» **TASK DATA**

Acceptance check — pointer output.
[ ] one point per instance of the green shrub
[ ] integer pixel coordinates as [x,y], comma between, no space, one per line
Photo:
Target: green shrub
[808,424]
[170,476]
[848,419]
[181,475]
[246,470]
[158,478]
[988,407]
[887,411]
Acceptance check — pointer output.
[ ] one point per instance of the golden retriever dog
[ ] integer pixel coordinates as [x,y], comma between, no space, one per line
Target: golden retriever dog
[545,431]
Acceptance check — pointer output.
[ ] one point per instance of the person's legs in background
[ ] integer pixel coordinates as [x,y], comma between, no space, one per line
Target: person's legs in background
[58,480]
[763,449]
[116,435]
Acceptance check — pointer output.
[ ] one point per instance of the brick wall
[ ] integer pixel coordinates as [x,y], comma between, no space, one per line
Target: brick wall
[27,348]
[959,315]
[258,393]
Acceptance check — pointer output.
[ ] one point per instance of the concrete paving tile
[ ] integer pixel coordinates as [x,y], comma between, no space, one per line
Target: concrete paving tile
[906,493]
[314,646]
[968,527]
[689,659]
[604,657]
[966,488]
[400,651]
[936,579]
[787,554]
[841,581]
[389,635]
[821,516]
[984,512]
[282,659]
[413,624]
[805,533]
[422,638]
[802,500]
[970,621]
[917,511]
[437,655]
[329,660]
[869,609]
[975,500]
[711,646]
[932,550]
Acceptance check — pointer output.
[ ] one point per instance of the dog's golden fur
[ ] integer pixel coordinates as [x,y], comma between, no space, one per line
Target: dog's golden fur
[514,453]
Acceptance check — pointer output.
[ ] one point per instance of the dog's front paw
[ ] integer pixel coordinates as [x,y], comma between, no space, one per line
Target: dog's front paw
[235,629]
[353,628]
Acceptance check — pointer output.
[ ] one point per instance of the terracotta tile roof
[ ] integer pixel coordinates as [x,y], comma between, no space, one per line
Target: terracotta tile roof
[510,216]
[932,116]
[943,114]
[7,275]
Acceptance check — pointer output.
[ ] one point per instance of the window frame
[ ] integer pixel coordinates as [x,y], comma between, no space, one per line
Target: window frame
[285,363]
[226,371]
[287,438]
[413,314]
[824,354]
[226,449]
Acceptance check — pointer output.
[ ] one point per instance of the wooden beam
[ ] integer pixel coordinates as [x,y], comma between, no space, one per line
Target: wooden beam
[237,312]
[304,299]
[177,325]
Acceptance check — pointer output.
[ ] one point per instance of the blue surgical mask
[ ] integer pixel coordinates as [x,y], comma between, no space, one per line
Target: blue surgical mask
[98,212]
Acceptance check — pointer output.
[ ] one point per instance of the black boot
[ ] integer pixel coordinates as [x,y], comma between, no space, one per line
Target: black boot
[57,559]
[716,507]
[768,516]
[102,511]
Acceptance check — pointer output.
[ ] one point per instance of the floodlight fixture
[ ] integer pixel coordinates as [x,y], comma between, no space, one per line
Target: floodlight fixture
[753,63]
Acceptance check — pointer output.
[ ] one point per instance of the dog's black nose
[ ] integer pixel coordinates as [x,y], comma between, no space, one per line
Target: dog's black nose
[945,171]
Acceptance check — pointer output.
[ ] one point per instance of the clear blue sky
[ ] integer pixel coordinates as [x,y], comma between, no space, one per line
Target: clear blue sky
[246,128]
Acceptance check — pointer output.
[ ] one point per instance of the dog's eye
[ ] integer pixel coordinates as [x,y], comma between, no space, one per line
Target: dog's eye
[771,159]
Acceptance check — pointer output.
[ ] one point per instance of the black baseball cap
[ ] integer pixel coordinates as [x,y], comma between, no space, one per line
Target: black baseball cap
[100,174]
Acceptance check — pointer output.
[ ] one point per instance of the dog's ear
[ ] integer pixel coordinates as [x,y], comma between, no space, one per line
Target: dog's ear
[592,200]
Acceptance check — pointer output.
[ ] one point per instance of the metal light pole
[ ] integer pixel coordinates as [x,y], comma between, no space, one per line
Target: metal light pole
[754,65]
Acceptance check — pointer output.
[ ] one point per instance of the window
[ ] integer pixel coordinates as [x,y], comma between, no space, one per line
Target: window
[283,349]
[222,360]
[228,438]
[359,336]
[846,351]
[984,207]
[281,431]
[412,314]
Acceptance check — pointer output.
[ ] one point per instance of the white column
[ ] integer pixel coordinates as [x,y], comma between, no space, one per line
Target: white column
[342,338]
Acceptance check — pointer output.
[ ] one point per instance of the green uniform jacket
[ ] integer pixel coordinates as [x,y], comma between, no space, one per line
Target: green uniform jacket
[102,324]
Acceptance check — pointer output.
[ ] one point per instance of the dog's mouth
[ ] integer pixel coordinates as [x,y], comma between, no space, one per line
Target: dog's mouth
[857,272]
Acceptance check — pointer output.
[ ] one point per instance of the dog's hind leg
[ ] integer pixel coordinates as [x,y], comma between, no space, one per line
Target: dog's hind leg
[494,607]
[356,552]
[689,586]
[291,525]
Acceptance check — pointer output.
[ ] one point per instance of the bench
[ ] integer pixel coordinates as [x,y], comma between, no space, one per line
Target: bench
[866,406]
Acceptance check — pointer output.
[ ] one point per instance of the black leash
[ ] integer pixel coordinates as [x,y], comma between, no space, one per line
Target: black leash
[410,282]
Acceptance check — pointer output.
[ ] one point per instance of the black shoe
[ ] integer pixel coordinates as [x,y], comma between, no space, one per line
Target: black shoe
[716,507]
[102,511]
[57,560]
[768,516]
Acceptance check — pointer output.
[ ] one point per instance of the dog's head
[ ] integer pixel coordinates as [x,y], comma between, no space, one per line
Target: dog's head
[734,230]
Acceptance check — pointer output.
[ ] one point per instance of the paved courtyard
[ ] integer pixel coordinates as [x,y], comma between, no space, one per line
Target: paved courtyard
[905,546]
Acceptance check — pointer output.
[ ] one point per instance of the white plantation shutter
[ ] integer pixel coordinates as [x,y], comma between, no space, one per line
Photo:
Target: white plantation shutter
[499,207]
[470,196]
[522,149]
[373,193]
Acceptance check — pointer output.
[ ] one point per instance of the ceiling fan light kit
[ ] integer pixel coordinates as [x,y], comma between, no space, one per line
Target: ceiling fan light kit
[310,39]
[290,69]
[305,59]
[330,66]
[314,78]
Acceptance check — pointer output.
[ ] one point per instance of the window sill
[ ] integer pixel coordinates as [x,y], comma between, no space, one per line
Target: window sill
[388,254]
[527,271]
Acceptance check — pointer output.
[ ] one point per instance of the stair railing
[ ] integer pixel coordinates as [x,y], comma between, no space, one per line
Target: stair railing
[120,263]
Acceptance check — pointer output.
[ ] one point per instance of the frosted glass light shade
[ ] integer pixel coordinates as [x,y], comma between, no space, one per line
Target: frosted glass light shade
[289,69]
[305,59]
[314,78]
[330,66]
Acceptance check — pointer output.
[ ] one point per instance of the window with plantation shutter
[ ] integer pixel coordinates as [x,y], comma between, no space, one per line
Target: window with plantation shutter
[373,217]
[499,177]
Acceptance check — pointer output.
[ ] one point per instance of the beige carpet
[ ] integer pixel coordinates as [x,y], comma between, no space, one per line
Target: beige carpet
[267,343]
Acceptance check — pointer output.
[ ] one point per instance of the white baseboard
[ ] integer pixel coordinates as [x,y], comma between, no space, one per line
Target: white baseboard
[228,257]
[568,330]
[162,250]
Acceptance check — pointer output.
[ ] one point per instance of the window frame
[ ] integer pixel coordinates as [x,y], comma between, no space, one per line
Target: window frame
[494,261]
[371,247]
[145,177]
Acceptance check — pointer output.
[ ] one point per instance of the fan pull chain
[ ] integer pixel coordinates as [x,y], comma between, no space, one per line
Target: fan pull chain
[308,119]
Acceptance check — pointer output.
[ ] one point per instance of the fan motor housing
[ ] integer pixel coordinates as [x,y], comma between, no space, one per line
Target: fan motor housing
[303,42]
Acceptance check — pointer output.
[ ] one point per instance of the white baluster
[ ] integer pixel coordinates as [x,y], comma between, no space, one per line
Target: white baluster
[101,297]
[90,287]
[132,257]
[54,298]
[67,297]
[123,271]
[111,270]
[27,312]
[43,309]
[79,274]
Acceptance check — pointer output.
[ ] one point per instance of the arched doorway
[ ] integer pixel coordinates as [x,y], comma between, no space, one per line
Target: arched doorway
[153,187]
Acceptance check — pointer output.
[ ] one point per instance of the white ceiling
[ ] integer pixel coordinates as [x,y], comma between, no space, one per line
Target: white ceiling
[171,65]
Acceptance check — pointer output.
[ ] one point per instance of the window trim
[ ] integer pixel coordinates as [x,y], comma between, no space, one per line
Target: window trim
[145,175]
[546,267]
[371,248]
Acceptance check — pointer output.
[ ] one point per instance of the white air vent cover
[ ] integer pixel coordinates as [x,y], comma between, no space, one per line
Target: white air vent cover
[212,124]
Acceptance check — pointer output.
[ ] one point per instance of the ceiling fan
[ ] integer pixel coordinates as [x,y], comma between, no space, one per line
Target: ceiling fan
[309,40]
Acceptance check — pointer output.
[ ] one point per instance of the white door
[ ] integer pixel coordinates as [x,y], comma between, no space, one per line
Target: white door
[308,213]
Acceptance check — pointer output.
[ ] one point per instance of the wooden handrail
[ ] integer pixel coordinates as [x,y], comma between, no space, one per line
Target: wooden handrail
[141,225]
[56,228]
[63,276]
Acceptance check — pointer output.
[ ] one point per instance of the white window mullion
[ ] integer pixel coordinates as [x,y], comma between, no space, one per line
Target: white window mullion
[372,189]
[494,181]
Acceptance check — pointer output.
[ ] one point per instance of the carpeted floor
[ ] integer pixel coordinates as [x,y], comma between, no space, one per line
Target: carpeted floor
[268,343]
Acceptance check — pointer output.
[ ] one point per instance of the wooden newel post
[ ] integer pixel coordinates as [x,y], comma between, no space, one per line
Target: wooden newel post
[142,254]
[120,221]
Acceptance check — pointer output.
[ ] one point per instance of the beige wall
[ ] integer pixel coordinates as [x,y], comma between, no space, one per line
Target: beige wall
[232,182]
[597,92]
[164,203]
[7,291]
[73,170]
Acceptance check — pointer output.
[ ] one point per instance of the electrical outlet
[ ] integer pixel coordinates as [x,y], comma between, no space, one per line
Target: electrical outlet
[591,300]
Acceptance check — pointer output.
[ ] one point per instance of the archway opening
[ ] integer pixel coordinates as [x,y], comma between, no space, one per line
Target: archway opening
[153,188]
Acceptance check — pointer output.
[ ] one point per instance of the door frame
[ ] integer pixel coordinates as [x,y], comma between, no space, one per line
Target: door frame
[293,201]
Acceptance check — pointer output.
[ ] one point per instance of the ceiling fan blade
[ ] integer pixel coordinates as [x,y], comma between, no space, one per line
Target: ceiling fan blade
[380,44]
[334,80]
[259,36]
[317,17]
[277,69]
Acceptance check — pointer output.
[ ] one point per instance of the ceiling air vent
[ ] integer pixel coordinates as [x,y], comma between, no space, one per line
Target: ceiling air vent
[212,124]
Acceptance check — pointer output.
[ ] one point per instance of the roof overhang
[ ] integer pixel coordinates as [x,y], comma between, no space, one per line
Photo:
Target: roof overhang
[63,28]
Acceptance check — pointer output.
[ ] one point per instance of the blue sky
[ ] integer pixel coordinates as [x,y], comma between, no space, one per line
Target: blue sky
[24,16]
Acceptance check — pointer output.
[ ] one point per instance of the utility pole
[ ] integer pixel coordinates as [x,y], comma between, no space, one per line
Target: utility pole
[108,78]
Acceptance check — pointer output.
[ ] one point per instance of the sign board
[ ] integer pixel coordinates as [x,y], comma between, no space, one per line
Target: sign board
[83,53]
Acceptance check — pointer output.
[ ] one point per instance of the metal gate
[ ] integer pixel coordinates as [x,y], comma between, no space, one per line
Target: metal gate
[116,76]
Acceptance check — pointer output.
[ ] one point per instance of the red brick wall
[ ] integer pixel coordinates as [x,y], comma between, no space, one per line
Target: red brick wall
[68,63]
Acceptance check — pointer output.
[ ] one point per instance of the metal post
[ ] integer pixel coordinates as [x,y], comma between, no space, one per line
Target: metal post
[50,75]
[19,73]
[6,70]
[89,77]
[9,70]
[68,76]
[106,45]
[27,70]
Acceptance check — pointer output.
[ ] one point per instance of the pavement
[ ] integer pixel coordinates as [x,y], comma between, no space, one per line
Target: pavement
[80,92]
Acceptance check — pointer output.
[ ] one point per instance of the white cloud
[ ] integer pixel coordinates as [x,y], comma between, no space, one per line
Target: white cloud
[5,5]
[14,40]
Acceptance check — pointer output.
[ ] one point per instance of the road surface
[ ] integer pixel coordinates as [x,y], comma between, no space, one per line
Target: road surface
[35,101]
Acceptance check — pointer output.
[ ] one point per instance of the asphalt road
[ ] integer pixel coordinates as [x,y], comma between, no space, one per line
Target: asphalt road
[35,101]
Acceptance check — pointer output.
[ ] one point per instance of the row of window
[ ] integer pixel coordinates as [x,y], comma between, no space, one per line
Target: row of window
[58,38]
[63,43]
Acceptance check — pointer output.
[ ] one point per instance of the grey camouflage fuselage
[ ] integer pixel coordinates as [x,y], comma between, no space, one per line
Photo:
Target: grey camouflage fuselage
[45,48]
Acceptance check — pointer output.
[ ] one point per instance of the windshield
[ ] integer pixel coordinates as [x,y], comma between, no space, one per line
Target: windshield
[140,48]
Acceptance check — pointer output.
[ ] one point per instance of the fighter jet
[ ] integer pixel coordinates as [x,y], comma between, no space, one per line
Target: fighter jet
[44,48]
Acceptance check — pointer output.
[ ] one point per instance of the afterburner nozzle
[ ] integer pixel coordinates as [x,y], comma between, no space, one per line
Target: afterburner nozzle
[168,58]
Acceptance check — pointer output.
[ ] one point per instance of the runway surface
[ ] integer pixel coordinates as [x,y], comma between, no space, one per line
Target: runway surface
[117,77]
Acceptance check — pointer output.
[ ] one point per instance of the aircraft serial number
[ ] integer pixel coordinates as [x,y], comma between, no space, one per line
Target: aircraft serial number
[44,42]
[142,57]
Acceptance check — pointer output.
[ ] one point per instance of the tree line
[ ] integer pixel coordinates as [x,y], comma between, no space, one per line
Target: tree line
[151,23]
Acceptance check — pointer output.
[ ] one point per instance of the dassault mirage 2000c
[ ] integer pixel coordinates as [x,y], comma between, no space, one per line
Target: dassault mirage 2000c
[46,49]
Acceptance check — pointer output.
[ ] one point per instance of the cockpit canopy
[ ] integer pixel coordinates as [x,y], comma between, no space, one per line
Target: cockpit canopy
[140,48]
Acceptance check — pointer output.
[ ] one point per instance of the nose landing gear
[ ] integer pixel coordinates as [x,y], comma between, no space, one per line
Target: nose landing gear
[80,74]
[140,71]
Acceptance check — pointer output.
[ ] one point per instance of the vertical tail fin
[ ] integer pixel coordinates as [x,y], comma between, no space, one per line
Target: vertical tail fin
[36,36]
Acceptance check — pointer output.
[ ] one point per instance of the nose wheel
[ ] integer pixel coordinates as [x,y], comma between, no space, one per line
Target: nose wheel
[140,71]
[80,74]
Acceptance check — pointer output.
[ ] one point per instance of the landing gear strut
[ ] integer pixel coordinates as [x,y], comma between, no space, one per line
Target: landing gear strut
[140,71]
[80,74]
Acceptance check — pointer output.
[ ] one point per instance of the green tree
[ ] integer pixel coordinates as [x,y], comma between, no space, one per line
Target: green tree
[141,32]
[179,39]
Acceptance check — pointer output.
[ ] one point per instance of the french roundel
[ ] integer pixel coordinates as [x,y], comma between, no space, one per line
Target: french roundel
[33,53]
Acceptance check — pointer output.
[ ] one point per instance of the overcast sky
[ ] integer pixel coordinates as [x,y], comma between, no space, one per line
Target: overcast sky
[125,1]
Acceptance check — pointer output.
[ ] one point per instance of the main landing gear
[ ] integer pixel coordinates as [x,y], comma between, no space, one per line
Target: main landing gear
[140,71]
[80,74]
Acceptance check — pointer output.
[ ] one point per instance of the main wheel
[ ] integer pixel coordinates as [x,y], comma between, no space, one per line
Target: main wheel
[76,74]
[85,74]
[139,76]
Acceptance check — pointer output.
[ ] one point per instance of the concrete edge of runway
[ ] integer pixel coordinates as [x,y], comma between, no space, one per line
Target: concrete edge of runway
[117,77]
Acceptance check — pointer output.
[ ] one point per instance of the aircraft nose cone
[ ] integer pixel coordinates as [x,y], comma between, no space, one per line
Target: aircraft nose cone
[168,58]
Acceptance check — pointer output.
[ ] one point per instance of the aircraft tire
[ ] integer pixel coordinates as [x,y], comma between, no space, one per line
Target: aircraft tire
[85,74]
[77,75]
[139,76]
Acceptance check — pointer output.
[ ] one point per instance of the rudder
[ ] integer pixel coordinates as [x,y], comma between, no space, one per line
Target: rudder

» **WHAT TO WORK ON**
Wherever the word "rudder" shows up in the material, copy the line it is on.

» **ANSWER SPACE**
[ ] one point per instance of the rudder
Target: rudder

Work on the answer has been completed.